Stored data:
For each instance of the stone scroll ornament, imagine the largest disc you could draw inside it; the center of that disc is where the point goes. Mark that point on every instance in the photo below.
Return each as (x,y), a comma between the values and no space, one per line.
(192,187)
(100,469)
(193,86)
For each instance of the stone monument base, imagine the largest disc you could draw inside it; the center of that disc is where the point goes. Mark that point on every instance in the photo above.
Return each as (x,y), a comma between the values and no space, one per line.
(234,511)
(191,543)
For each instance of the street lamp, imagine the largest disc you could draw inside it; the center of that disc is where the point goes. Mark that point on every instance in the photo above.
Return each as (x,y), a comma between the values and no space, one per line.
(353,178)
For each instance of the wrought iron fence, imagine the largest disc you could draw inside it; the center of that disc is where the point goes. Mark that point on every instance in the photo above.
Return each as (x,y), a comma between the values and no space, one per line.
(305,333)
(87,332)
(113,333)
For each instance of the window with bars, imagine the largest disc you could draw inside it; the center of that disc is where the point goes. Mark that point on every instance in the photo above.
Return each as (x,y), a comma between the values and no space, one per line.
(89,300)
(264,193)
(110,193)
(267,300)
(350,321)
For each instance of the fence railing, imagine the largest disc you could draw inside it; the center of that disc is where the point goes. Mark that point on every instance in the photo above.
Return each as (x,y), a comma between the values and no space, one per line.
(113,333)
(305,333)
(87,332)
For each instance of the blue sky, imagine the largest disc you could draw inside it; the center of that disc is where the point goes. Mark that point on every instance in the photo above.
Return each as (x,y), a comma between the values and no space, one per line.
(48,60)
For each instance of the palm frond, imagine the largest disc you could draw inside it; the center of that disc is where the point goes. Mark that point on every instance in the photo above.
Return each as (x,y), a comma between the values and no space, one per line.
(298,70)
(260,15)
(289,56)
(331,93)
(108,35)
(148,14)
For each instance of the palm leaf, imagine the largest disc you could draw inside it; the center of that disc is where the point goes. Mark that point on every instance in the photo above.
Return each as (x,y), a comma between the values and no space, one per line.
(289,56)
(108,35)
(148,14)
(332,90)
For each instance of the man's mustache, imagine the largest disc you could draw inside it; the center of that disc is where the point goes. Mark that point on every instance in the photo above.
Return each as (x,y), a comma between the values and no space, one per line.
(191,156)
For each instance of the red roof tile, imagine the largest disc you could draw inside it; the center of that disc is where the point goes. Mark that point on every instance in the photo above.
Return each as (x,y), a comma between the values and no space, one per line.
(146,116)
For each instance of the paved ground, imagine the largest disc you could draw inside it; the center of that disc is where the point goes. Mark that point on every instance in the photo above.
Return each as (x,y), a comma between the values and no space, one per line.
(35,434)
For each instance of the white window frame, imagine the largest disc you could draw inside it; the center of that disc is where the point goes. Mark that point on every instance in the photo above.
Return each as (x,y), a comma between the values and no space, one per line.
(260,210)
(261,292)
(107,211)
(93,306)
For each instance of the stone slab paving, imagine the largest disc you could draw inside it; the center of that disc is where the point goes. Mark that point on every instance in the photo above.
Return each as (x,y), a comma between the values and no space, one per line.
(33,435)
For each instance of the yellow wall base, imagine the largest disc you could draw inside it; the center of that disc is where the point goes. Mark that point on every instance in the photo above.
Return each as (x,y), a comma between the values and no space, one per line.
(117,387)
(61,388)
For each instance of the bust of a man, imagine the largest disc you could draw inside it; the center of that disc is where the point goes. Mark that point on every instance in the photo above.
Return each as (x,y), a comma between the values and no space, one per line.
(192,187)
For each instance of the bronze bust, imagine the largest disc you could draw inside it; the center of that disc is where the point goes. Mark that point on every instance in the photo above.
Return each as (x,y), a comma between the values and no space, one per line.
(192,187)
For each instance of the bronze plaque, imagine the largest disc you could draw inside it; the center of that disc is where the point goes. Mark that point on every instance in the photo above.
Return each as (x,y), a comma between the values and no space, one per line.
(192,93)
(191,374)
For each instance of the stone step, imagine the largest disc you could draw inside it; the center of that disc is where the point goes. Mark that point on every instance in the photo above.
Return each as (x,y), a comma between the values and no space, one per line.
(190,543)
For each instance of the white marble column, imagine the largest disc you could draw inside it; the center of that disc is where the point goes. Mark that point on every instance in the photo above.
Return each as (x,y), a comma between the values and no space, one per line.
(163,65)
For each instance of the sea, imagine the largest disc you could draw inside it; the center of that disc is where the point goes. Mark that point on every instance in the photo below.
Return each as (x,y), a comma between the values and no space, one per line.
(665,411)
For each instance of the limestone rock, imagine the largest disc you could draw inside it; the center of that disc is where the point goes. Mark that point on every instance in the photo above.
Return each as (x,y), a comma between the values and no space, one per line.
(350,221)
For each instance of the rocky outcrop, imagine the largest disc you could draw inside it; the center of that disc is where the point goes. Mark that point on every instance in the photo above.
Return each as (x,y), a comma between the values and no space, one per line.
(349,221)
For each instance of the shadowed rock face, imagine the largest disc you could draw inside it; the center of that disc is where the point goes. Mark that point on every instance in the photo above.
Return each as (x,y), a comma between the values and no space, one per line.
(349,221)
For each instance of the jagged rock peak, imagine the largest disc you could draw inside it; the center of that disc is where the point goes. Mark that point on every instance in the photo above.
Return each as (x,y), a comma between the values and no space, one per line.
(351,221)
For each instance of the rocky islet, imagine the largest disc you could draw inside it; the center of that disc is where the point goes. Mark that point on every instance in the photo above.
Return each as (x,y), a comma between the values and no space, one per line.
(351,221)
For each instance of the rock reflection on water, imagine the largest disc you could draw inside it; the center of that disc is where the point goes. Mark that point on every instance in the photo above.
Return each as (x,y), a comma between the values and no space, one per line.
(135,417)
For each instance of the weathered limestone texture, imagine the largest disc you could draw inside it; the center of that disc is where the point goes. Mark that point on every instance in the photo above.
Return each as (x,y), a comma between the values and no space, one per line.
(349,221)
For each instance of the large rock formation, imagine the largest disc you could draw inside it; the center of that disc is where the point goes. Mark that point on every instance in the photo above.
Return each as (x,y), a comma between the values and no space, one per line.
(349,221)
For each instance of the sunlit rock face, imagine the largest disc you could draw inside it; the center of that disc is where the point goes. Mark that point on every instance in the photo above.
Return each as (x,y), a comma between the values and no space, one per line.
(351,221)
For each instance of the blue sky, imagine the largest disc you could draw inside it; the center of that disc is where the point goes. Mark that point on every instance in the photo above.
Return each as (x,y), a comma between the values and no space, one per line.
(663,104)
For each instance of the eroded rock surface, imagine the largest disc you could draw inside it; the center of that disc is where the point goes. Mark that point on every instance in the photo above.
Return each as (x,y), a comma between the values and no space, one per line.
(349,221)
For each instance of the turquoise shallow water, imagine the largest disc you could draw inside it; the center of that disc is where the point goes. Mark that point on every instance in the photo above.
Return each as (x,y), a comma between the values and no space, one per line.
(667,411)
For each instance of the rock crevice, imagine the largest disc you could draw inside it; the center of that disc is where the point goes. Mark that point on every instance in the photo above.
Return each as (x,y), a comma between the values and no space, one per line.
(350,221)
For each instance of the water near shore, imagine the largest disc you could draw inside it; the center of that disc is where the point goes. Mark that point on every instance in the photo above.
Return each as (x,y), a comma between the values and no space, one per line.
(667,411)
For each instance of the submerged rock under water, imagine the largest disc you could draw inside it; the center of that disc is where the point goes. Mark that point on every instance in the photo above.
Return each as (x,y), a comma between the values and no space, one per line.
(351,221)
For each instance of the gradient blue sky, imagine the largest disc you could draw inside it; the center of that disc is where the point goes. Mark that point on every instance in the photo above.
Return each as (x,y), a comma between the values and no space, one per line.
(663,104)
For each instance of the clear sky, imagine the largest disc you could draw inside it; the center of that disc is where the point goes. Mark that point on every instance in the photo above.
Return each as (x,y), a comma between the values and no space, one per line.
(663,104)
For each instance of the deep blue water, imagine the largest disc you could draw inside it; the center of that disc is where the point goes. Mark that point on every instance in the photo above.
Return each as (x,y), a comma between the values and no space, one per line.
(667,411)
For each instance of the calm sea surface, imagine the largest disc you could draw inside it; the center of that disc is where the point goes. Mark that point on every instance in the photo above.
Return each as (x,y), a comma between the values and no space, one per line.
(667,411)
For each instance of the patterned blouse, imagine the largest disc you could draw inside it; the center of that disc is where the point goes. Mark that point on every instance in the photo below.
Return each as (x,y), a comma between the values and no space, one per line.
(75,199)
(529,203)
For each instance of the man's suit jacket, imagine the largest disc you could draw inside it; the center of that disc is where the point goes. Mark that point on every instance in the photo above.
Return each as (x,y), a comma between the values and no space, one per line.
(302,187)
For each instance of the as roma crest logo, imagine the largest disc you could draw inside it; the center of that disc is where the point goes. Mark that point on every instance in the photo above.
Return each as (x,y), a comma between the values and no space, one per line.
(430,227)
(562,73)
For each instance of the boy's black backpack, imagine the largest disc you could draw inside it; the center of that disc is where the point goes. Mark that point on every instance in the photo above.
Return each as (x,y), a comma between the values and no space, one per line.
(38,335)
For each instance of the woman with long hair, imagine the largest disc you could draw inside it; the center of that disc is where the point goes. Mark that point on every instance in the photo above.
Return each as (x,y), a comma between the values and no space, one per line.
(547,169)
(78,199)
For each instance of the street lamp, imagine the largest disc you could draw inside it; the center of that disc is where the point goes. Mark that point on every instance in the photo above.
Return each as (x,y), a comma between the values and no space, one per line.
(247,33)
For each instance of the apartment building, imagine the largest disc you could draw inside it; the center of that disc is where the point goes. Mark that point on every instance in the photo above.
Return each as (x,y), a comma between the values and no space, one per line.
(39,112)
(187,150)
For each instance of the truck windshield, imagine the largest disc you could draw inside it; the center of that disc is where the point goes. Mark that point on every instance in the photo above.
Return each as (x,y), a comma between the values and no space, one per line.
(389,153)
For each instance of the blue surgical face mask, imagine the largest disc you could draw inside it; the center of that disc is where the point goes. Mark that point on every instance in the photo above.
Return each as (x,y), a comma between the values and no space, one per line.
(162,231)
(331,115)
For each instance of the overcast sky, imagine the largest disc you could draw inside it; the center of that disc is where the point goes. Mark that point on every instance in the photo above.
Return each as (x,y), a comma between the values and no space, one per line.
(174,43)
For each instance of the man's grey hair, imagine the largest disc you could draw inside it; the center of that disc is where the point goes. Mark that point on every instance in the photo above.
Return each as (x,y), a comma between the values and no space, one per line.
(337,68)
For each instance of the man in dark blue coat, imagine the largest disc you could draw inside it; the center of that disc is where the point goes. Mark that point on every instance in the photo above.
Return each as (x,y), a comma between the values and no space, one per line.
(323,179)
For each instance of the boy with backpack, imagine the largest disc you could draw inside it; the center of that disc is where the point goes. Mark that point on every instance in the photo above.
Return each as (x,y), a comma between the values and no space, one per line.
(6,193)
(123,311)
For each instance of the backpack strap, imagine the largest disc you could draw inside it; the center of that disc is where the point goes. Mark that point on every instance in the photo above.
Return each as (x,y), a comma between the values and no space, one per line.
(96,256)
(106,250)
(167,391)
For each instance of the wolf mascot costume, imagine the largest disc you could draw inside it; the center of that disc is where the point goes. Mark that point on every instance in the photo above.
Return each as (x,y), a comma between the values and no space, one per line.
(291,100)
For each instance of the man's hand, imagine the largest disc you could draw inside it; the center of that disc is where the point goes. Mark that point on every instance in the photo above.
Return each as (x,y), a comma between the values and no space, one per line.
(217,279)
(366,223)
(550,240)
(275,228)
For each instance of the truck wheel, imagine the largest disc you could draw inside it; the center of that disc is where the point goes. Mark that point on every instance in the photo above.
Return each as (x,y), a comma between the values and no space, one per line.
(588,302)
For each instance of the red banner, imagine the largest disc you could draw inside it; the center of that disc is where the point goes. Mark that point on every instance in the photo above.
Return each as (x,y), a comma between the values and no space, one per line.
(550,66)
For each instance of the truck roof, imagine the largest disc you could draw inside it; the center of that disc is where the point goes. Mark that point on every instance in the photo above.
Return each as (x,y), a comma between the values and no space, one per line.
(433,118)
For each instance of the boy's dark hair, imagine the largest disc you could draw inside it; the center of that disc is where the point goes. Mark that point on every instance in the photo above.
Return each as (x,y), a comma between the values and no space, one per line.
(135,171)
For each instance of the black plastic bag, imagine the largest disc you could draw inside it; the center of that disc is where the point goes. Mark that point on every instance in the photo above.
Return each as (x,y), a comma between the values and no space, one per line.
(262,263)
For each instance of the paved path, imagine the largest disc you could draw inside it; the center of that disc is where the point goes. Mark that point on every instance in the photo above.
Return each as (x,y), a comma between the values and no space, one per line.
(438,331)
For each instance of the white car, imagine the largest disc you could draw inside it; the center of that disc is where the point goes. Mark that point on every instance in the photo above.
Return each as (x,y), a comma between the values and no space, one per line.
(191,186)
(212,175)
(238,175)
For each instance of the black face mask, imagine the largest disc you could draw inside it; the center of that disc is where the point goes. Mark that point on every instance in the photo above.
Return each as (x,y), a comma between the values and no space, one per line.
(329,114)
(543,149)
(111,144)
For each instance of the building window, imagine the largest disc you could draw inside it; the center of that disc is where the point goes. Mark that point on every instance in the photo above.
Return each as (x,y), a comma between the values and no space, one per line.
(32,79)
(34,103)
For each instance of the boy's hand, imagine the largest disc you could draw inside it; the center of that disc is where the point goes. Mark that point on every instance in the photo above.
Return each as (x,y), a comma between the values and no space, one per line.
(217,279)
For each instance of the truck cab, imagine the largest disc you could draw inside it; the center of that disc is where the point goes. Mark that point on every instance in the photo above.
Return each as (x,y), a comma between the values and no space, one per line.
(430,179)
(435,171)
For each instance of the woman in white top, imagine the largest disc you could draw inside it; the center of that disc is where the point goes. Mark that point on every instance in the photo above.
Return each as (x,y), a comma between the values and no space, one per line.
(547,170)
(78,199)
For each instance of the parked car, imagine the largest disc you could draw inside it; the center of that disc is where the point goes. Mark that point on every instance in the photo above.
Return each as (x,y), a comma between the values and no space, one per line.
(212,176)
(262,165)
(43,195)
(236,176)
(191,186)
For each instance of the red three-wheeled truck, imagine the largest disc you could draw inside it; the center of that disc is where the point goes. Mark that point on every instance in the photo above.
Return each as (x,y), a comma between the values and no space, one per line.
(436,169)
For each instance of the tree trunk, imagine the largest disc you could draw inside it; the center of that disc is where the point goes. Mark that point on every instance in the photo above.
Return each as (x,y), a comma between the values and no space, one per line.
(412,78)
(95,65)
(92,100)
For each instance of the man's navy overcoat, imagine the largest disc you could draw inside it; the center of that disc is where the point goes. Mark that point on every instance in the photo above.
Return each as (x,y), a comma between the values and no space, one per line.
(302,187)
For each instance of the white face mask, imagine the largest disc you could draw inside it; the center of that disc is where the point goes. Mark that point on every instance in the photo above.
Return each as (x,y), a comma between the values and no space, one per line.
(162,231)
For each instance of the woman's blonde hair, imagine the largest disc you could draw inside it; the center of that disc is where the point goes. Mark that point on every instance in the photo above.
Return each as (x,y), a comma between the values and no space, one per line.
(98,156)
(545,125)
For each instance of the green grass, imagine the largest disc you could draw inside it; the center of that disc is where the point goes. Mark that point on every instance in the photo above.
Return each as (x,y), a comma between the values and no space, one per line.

Task: Copy verbatim every row, starting at the one containing "For each instance of the red three-wheeled" and ending with the final row of the stored data above.

Task result:
For each instance of the red three-wheeled truck, imagine the largest disc you could draw inside it; the center of that disc is where the point goes. Mark that point on every instance in the photo above.
Return each as (x,y), a comma between the values and no space, one per line.
(436,169)
For each instance of the tree trunk, imagine the largest disc you could draw inside it; the center of that disc is where the point goes. Mark that point on every instance in the photo above.
Return each as (x,y), a comma between the values and no space, one per line.
(412,78)
(95,65)
(92,100)
For each instance of the man's navy overcoat, imagine the largest disc you could draw inside it; the center of that disc is where the point goes. Mark that point on every instance in the photo above.
Return each as (x,y), a comma between the values and no space, one per line.
(302,187)
For each instance of the white face mask, imagine the largest disc you could draw inside it; the center of that disc is where the point goes. Mark that point on every instance in the photo above.
Return each as (x,y), a comma between the values and no space, one per line.
(162,231)
For each instance of the woman's blonde hair, imagine the largest disc you could draw inside it; the center of that disc is where the point goes. Mark that point on every instance in the photo above.
Return each as (x,y), a comma between the values and no space, one per line.
(98,156)
(545,125)
For each instance of the green grass, imagine the largest disc you could draw inside it; the center of that disc is where the point goes. Mark that point on every instance in the photo above.
Return each as (x,y), a comma between the values and no space, one per line.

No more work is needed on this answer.